◆ Required work
Gather each row below that contains the word "tree", and copy those rows in full. Treat uppercase and lowercase as different.
[Information provided start]
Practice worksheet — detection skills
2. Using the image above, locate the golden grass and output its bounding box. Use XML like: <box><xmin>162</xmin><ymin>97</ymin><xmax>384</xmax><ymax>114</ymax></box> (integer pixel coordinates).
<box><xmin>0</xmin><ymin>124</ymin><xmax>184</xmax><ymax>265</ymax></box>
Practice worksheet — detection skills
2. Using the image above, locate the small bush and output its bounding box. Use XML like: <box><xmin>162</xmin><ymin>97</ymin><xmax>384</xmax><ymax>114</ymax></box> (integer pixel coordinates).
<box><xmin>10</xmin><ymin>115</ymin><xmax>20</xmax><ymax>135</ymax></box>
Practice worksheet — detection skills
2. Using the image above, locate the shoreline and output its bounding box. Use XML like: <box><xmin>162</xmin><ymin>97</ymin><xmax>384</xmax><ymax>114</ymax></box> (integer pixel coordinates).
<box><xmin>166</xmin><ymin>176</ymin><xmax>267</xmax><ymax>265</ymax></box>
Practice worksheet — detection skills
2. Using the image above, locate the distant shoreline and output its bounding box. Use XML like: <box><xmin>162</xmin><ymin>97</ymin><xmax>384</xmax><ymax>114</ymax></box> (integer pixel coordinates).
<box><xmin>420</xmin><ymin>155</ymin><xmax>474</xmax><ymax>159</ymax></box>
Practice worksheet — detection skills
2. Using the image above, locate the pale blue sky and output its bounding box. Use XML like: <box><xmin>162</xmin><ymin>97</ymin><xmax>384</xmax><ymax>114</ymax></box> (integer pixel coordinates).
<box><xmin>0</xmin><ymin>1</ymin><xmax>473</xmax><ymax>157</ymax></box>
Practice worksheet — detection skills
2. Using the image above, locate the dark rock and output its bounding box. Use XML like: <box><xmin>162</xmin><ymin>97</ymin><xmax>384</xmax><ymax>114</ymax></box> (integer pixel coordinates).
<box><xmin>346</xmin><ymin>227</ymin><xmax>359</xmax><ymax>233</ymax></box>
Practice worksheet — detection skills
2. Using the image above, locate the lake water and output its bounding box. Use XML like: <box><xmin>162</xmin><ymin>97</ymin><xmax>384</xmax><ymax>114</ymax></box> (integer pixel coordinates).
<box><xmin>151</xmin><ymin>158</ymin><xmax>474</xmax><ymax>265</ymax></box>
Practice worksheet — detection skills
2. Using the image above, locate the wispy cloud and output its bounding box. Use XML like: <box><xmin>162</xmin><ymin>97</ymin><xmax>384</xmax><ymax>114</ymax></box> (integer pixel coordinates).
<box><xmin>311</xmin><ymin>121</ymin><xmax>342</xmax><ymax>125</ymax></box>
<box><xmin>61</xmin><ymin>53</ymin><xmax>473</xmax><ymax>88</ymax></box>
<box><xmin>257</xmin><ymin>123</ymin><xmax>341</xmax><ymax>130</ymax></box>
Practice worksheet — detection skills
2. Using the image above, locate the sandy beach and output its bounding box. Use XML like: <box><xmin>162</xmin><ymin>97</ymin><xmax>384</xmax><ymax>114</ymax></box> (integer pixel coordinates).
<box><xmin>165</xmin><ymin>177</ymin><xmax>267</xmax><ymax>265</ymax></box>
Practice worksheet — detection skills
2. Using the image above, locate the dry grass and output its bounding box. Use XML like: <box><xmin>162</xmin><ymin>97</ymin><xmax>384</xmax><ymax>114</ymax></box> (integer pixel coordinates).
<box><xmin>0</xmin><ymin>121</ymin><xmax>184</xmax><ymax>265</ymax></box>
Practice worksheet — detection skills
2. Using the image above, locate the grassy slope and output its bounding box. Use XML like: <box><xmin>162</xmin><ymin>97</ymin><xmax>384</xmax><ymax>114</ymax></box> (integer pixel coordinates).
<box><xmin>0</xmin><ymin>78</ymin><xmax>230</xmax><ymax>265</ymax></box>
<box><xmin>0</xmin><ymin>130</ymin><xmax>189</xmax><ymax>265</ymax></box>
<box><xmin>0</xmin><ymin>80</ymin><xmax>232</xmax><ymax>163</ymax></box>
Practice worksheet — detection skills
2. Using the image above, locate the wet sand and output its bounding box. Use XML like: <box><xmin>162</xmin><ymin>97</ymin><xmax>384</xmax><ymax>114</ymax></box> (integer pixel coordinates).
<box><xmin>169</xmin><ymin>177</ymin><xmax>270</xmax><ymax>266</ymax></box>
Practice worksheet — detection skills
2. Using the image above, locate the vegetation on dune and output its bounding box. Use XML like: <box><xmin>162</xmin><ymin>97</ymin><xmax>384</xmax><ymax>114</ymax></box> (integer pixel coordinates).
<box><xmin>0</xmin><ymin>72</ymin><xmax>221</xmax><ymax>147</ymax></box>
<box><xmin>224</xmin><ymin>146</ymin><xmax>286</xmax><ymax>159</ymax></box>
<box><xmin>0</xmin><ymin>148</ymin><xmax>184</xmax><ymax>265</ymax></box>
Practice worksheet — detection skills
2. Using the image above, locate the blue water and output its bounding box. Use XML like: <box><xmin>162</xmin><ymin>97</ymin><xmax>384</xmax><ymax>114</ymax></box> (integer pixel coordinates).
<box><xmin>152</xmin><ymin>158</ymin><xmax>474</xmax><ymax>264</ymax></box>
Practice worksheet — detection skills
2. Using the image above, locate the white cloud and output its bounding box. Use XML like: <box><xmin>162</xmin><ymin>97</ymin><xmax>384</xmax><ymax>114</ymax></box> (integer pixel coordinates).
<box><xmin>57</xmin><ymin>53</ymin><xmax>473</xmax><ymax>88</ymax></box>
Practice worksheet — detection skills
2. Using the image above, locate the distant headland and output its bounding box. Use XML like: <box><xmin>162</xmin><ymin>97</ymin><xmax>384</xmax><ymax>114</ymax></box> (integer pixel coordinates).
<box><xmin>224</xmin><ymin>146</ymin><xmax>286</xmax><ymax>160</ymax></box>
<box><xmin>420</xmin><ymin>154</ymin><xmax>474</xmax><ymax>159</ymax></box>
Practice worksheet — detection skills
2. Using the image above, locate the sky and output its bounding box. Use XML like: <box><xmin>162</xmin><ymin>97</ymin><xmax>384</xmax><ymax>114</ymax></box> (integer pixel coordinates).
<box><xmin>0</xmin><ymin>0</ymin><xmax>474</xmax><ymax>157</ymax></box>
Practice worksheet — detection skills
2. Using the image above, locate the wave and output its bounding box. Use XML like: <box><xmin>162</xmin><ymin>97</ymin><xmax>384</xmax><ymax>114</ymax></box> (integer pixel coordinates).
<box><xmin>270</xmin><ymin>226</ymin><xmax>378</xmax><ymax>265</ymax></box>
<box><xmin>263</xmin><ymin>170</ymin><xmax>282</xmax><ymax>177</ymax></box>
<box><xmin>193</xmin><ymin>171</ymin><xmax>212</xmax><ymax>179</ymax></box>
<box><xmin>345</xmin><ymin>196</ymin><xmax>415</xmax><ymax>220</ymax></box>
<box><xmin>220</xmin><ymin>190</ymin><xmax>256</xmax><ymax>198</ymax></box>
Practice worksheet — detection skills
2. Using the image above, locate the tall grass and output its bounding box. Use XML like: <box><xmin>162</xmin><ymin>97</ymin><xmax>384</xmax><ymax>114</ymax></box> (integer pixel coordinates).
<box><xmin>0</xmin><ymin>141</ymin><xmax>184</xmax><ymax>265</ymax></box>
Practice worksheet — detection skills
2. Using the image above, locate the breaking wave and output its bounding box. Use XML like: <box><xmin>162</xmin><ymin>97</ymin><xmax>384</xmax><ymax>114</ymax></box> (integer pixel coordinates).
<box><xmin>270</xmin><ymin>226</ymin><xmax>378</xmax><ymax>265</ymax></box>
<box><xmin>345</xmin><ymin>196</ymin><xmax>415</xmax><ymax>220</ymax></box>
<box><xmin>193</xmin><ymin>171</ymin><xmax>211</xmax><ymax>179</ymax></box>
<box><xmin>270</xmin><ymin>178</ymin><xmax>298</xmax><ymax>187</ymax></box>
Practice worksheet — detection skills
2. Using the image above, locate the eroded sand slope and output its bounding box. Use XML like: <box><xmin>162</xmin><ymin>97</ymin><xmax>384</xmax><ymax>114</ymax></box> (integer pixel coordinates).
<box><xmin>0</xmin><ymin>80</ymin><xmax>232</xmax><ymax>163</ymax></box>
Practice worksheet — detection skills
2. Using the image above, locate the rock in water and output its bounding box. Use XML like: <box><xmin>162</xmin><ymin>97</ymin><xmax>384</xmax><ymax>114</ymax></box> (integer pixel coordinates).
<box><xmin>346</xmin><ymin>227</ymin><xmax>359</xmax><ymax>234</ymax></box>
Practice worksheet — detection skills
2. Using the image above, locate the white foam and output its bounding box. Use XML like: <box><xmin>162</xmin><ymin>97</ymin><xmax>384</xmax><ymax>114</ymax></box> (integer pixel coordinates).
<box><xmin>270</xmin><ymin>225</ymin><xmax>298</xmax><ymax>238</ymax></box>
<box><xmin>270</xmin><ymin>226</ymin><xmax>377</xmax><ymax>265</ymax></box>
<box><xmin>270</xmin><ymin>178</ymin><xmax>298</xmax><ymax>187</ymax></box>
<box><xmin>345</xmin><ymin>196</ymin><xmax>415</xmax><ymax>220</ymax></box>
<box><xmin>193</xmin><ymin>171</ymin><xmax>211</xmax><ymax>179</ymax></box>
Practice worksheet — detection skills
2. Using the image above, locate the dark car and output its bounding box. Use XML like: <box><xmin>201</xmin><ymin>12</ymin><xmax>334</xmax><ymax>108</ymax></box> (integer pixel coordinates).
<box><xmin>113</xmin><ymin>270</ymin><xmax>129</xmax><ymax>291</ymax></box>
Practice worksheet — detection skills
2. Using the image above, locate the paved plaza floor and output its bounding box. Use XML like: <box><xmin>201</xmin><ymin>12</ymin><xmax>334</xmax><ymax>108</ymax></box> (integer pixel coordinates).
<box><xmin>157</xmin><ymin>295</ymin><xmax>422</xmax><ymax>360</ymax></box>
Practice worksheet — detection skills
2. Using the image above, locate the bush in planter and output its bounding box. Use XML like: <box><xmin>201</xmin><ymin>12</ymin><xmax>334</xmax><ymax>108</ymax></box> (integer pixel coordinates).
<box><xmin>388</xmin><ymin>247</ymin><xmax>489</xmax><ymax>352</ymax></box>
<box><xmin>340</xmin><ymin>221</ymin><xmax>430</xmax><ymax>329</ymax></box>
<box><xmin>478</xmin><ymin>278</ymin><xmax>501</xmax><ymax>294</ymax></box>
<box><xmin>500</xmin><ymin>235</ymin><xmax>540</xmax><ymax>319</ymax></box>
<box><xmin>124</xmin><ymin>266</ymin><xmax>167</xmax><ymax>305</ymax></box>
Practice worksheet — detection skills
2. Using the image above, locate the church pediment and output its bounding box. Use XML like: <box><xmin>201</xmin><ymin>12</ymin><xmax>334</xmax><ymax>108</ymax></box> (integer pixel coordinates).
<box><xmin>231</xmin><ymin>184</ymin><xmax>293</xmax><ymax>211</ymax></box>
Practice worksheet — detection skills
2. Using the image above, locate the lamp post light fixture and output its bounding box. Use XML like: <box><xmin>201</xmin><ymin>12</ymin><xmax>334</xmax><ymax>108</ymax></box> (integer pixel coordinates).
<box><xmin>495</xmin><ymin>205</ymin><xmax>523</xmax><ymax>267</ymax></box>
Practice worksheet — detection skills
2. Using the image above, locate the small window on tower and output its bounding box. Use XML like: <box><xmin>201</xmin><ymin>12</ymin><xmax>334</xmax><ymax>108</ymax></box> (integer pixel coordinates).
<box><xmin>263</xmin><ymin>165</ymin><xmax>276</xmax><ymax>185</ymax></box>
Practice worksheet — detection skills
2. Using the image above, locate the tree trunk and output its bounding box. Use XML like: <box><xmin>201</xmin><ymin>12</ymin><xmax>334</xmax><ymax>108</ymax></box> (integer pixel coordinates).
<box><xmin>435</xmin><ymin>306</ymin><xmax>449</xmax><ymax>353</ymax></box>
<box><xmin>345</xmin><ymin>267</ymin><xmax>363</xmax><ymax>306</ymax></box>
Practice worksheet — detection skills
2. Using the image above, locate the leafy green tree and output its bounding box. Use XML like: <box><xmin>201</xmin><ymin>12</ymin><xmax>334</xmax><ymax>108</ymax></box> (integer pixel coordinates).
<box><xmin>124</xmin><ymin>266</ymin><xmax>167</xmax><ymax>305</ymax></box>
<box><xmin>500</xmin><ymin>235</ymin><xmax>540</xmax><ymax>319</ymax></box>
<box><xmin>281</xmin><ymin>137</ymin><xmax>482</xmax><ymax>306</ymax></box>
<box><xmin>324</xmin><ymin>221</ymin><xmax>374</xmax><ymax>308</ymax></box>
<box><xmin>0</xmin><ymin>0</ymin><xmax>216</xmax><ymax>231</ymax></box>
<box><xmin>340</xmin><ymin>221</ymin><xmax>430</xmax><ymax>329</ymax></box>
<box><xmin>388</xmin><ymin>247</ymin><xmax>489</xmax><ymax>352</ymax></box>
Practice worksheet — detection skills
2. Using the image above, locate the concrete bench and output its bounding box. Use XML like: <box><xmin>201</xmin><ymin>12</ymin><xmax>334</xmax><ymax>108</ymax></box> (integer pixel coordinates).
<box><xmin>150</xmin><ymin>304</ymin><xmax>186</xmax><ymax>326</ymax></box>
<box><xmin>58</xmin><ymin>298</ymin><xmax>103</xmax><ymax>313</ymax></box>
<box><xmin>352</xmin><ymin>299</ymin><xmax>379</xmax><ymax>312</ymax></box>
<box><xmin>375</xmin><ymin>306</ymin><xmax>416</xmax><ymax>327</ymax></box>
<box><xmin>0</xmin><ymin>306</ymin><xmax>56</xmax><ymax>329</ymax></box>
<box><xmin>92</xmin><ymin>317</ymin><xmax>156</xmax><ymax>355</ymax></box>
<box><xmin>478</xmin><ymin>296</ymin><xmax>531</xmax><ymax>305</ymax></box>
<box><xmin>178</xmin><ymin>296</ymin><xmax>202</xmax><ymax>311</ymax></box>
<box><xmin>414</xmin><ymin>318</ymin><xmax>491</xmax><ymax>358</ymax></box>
[Information provided end]
◆ Output
2. Using the image above, locate the tree trunk and output its bounding box. Use XML like: <box><xmin>201</xmin><ymin>12</ymin><xmax>334</xmax><ymax>108</ymax></box> (integer pixel coordinates).
2. Using the image above, locate the leafy green tree and output its bounding box. Use XML like: <box><xmin>201</xmin><ymin>12</ymin><xmax>334</xmax><ymax>108</ymax></box> (integer pixel coordinates).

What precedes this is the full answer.